*WORK REQUIRED*
List each line in the stored records below that contains the string "ribbed". Case counts.

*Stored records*
---*---

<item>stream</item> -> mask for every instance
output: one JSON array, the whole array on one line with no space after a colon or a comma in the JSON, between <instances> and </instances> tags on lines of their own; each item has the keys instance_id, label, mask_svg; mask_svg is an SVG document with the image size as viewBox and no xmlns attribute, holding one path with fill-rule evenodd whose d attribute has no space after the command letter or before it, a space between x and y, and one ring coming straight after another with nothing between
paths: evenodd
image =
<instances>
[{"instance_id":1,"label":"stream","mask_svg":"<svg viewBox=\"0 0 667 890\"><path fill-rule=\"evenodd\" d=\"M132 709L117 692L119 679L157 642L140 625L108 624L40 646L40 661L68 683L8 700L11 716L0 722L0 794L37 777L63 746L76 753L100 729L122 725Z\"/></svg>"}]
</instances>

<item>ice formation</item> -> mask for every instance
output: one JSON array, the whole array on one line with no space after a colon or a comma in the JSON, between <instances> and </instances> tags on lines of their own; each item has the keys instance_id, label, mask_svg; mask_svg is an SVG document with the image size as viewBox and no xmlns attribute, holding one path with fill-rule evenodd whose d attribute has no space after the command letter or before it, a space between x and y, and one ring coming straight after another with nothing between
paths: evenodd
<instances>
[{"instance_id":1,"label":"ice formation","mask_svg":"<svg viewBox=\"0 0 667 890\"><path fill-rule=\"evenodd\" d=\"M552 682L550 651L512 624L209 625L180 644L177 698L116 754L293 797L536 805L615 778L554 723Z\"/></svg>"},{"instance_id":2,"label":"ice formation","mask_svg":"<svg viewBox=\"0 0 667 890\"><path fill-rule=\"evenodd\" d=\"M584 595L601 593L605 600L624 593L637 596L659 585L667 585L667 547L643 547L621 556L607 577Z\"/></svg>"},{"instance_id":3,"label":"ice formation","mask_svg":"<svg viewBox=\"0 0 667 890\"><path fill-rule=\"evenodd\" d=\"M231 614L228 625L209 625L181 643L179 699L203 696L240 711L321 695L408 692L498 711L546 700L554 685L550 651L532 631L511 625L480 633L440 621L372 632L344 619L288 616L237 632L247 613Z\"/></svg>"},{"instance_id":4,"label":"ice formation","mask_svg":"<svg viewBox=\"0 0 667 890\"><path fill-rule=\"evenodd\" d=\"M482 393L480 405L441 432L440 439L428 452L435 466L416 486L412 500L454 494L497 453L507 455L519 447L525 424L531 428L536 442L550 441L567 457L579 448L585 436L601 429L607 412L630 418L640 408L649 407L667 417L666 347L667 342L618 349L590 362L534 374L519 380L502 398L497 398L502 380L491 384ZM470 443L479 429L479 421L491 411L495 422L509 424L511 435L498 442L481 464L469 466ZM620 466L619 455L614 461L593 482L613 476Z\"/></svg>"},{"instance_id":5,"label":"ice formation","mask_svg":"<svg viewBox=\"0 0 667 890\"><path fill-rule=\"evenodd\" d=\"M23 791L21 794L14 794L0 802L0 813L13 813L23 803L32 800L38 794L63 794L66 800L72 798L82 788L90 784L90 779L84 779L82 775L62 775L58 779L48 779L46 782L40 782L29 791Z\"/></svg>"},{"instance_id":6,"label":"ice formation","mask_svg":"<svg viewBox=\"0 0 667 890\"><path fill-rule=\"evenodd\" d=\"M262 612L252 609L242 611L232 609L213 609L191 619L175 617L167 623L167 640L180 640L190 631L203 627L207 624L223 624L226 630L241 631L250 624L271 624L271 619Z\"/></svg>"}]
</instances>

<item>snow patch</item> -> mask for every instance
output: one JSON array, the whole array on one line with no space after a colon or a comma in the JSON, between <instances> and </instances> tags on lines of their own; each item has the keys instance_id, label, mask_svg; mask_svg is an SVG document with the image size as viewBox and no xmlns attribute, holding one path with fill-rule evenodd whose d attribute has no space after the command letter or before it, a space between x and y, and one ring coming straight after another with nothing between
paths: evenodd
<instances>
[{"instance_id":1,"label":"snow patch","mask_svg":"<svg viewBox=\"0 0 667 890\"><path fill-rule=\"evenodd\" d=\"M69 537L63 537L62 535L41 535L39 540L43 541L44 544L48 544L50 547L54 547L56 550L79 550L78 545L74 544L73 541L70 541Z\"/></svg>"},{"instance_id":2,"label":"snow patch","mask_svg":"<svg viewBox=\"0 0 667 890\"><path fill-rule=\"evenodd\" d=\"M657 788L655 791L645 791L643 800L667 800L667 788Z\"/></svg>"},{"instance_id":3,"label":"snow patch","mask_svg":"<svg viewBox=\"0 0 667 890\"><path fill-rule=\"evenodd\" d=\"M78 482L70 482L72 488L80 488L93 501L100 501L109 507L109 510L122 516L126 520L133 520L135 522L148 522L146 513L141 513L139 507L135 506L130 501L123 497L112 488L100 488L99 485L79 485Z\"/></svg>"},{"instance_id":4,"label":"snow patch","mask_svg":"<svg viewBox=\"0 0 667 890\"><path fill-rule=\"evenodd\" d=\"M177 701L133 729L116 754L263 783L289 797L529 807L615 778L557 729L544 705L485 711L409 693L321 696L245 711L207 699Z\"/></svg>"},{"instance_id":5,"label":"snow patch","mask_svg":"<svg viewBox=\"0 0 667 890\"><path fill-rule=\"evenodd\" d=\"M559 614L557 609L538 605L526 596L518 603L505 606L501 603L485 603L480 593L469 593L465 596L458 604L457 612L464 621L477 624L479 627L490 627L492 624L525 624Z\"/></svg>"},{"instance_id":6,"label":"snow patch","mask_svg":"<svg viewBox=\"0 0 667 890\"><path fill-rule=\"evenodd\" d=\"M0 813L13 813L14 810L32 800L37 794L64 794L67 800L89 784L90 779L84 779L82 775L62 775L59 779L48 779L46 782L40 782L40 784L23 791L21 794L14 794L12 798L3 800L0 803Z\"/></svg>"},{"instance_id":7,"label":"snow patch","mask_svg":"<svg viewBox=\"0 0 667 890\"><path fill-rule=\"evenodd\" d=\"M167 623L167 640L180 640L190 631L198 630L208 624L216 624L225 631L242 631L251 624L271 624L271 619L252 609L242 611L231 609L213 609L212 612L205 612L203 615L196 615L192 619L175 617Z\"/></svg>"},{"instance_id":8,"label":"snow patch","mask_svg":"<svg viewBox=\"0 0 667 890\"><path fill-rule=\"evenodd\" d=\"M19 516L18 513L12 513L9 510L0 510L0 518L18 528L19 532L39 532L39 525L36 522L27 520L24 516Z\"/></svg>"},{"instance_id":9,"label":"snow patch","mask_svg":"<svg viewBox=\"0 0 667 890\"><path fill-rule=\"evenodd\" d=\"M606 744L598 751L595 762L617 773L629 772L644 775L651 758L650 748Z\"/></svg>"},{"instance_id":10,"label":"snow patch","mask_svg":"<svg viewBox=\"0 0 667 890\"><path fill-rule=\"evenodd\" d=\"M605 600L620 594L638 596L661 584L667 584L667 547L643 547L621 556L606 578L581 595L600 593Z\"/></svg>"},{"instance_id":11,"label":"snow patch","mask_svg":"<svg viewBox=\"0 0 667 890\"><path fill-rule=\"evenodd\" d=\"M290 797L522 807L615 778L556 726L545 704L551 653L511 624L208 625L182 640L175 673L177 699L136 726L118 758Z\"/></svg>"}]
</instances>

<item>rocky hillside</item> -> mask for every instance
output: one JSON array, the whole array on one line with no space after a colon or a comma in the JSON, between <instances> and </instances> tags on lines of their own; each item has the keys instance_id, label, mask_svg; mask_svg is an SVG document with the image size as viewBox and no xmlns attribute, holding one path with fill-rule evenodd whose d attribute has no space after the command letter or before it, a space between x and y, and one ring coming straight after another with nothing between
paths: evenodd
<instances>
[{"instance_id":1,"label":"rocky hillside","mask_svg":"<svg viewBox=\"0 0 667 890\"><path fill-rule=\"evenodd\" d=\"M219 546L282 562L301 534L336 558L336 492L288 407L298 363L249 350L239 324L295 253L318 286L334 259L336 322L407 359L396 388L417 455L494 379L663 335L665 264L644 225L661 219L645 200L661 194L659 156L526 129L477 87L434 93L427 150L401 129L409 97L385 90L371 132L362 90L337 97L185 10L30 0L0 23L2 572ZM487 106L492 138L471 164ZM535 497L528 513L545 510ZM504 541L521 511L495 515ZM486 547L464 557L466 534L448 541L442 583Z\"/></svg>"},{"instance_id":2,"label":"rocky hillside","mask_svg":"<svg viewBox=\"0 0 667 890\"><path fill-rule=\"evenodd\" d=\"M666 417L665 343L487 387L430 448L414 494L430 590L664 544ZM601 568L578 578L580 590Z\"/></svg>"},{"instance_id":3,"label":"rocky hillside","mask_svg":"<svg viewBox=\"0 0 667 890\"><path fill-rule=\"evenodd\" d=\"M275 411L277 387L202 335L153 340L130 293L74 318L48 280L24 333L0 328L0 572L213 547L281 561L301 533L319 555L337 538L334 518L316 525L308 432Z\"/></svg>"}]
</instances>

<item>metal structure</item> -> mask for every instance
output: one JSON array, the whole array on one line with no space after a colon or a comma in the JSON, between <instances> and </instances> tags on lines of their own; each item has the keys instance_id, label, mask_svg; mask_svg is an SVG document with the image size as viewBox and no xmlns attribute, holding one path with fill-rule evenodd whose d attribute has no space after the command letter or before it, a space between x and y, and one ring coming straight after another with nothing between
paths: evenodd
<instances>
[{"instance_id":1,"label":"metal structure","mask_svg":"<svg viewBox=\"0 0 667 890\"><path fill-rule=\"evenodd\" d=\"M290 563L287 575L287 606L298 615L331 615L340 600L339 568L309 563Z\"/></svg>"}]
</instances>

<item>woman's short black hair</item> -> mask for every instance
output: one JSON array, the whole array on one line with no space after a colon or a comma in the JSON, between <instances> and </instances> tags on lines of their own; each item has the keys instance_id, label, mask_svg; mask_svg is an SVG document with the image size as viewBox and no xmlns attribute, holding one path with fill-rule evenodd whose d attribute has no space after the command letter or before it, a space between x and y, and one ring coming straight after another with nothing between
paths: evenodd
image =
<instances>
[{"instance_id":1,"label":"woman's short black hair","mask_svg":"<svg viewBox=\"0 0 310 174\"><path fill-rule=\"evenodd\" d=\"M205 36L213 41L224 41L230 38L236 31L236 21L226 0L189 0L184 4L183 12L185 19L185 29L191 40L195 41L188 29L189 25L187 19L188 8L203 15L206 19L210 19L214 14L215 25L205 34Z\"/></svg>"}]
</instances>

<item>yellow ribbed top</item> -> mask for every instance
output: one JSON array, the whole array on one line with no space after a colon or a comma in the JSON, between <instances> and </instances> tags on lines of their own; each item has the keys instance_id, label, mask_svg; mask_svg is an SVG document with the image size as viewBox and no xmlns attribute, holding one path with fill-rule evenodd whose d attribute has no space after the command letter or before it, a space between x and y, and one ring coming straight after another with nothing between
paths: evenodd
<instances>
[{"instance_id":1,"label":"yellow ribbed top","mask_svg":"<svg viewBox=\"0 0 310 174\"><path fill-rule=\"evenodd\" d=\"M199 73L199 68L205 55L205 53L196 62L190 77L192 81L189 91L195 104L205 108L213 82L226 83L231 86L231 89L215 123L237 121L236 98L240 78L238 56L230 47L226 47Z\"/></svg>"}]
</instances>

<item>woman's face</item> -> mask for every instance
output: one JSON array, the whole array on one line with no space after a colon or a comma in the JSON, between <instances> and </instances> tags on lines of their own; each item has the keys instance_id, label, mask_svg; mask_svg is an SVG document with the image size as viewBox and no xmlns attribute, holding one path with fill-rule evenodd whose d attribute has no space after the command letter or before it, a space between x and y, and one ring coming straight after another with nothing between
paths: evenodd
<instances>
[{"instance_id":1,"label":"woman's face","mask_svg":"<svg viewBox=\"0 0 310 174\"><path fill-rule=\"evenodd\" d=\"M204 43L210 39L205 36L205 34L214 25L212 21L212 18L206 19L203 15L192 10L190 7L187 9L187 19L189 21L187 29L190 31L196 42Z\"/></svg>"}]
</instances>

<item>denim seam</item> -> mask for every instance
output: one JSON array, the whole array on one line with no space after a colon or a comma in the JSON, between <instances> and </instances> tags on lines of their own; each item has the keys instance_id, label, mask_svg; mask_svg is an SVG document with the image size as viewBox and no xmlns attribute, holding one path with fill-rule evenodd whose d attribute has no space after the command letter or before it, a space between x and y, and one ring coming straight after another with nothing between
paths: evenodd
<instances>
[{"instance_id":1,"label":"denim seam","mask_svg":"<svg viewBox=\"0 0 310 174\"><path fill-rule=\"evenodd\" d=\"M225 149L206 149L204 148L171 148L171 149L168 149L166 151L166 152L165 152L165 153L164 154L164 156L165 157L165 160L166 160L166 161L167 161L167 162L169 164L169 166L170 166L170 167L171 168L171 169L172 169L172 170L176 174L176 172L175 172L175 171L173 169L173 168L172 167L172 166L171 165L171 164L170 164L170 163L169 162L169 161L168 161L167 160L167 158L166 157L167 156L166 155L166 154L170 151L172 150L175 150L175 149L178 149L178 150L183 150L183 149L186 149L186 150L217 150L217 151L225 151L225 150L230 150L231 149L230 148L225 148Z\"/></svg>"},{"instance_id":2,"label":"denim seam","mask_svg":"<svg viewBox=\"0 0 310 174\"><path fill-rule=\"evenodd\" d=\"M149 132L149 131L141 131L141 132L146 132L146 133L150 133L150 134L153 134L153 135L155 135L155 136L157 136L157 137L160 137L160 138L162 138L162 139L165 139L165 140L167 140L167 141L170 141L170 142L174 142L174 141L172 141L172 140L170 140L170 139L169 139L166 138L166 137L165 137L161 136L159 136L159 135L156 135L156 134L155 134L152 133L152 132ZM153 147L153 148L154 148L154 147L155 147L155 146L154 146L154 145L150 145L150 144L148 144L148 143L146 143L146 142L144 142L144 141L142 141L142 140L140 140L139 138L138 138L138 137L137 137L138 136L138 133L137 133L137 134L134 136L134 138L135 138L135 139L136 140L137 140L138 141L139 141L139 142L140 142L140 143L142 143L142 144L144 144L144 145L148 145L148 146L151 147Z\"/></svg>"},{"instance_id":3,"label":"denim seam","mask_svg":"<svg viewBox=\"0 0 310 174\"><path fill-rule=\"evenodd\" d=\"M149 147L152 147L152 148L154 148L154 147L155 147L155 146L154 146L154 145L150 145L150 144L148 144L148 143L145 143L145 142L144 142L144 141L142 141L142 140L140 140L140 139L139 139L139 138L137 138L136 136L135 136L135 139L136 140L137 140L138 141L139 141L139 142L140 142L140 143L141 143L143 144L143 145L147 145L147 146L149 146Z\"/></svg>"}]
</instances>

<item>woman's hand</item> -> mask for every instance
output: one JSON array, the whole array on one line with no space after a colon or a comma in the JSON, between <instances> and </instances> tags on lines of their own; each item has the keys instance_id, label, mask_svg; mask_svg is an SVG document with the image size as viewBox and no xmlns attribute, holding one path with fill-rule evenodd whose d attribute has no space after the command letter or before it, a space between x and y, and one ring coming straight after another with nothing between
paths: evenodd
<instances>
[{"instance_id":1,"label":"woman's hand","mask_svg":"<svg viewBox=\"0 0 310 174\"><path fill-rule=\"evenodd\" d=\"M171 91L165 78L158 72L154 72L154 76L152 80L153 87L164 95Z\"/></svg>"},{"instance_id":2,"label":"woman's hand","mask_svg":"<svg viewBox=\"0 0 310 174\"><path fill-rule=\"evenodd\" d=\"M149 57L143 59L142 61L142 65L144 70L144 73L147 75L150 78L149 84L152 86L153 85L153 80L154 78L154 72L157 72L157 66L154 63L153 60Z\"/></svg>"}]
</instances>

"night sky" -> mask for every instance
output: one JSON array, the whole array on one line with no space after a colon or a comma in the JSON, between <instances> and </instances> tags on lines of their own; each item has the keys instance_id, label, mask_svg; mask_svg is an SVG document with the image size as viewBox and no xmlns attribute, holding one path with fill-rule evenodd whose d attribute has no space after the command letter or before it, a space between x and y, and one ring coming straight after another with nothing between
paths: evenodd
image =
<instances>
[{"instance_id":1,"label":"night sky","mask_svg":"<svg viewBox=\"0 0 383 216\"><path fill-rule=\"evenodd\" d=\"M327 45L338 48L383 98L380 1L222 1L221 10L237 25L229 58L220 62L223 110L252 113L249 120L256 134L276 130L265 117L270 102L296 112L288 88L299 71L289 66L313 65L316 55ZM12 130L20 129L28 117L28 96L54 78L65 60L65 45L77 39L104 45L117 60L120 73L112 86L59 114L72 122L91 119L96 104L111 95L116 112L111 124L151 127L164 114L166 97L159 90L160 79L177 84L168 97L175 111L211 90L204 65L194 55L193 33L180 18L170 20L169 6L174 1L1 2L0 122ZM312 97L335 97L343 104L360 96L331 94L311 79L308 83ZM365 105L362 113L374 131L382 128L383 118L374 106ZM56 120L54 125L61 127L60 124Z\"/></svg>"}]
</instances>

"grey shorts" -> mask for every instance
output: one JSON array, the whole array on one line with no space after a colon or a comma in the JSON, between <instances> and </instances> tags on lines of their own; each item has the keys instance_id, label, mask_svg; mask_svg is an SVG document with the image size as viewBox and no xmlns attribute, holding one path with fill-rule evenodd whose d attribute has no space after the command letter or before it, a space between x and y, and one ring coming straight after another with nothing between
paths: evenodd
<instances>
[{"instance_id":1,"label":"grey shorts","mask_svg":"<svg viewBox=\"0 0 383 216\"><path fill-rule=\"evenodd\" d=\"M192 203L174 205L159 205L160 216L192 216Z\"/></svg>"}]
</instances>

---*---

*SOLUTION BELOW*
<item>yellow ribbed top</item> -> mask for every instance
[{"instance_id":1,"label":"yellow ribbed top","mask_svg":"<svg viewBox=\"0 0 310 174\"><path fill-rule=\"evenodd\" d=\"M199 73L199 68L205 55L205 53L196 62L190 77L192 81L189 91L195 104L205 108L213 82L226 83L231 86L231 89L215 123L237 121L236 98L240 78L238 56L230 47L226 47Z\"/></svg>"}]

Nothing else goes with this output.